[LIST OF TASKS]
1. According to the post on offline advertising and online visits, what share of respondents in the Jupiter/IPSOS study said they had searched after hearing a radio ad?
2. Pull out every line of the entries that contains the string "striped", matching case exactly.
-- begin PROVIDED TEXT --
Posts Tagged ‘Media Planning’

May 6th, 2008

Does offline advertising drive online site visits?

Many advertisers are asking whether offline media drives their online traffic and to what degree. I recently had to review this for a major blue chip advertiser so I thought I’d share the sources and results I’ve found:

1. Jupiter/IPSOS Study
Jupiter and IPSOS got together in 2007 to survey 2,000 US web search users to analyse what drove them to make web searches. The Jupiter/IPSOS research found that 37% of respondents claimed they had searched in response to a TV ad, 30% had searched as a result of seeing a newspaper or magazine ad, 17% had searched after hearing a radio ad and 9% had searched after seeing an outdoor billboard ad. These results were higher amongst “daily searchers” i.e. people who say the use search engines at least on a daily basis. For example the percentage of daily searchers quoting TV and press/magazines as an influence climbed from 37% to 44% for TV and from 30% to 35% for a magazine ad.
-- end PROVIDED TEXT --
-- begin MATERIAL FOR THE TASK --
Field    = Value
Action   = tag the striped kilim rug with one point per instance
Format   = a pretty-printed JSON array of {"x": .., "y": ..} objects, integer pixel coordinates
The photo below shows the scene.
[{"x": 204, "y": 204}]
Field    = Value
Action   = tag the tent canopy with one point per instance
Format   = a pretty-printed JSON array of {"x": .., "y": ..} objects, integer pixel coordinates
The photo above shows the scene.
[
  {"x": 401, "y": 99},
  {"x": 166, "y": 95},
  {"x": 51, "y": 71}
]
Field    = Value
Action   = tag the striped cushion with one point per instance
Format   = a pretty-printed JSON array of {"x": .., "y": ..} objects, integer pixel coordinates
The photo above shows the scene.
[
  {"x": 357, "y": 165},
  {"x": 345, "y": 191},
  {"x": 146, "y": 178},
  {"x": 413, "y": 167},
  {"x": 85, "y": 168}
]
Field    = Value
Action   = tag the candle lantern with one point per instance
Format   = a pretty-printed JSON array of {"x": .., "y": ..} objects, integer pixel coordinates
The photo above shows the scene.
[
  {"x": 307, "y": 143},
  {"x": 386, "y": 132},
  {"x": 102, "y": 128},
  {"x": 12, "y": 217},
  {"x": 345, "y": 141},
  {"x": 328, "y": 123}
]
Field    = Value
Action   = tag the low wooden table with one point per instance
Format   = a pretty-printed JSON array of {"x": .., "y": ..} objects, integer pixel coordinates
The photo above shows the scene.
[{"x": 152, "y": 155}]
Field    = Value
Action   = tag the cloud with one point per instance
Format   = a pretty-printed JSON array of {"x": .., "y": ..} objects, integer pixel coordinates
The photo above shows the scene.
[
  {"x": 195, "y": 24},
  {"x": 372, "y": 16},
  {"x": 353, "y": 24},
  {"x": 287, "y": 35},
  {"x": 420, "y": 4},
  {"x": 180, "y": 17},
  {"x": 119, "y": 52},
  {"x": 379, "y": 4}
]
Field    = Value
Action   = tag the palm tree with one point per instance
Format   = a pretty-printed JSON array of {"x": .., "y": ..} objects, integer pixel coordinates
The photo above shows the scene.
-- end MATERIAL FOR THE TASK --
[SOLUTIONS TO EACH TASK]
1. 17%

2.
Action   = tag the striped kilim rug with one point per instance
Action   = tag the striped cushion with one point per instance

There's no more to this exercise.